- **YOUR TASK**:
Nothing in the records may change. Print them all again.

Referring expression data
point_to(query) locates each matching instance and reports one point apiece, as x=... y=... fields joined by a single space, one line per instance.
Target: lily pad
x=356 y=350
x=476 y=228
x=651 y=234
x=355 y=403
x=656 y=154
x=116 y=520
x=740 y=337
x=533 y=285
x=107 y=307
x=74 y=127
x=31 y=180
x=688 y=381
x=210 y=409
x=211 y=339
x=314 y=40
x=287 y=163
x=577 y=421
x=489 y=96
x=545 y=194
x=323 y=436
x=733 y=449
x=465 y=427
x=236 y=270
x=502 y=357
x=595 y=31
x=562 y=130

- **FINAL ANSWER**:
point_to(query) locates each matching instance and reports one point apiece, as x=... y=... fields joined by a single space, one line per instance.
Target: lily pad
x=356 y=350
x=476 y=228
x=651 y=234
x=355 y=403
x=656 y=154
x=116 y=520
x=740 y=337
x=533 y=285
x=107 y=307
x=74 y=127
x=31 y=180
x=688 y=381
x=210 y=409
x=211 y=339
x=314 y=40
x=287 y=163
x=577 y=421
x=489 y=96
x=545 y=194
x=323 y=436
x=733 y=449
x=465 y=427
x=236 y=270
x=502 y=357
x=595 y=31
x=562 y=130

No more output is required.